Texto de origem:
A obra de Ilza Nogueira Ernst Widmer - Perfil Estilístico, lançada em 1997, representa um grande esforço em iniciar-se uma prática pouco comum na literatura musical brasileira. A autora aborda a obra de um grande compositor escrevendo analiticamente sobre sua música. O leitor desta resenha dirá - que bobagem, não é sempre assim? Infelizmente não, caro leitor. Ao contrário do que acontece na produção de crítica musical de outros países "mais desenvolvidos" a literatura musical brasileira ainda privilegia a abordagem histórica e biográfica acima de qualquer outra. São raros os estudos publicados em solo nacional que tratam de analisar a produção musical de determinado autor. Dentre os poucos exemplos significativos, deve ser destacado o periódico editado por Carlos Kater Cadernos de Estudo - Análise Musical que tem alcançado uma importância fundamental na área pela qualidade dos artigos ali publicados.

O livro está organizado em duas partes, a primeira visa traçar um perfil do músico, e a outra, uma coletânea de cinco estudos analíticos sobre sua linguagem musical.

A apresentação biográfica de Widmer traça de maneira concisa sua trajetória pessoal desde seus estudos iniciais ainda na Suíça até sua opção pelo Brasil e seu trabalho desenvolvido aqui. Widmer foi membro fundador do Grupo de Compositores da Bahia e mentor intelectual de uma geração de compositores de projeção nacional, além de ter desenvolvido suas atividades docentes na Escola de Música da Universidade Federal da Bahia. Ilza Nogueira lembra em um momento muito oportuno que Widmer veio ao Brasil pelas mãos do professor Hans Joachim Koellreutter que na época estava a procura de reforços docentes para os Seminários Livres de Música da UFBA. Cabe aqui um parênteses, a carreira deste professor de tantos músicos brasileiros, que é o mestre Koellreutter, merece urgentemente uma documentação a nível biográfico-histórico e analítico da sua obra musical, espero que os musicólogos brasileiros estejam realizando tal obra, afinal de contas Koellreutter é uma das figuras mais importantes da música brasileira do século XX.

Trecho da fonte:
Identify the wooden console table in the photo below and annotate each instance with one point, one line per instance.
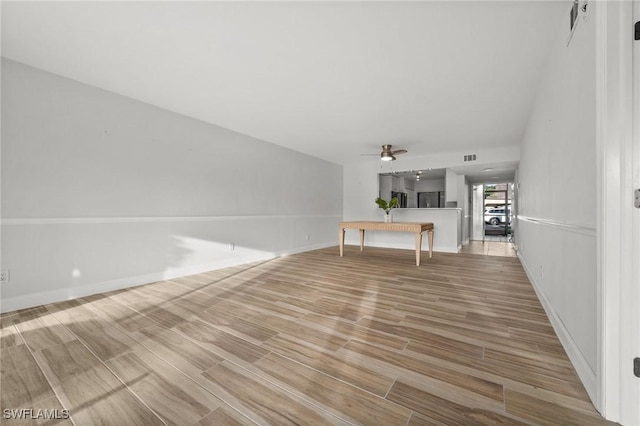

Problemas:
(1) Segundo a resenha, quem trouxe Widmer ao Brasil?
(2) Transcreva da resenha, sem mudar nada, o trecho de "O livro está" até "sua linguagem musical.".

Respostas por tarefa:
(1) O professor Hans Joachim Koellreutter.

(2)
O livro está organizado em duas partes, a primeira visa traçar um perfil do músico, e a outra, uma coletânea de cinco estudos analíticos sobre sua linguagem musical.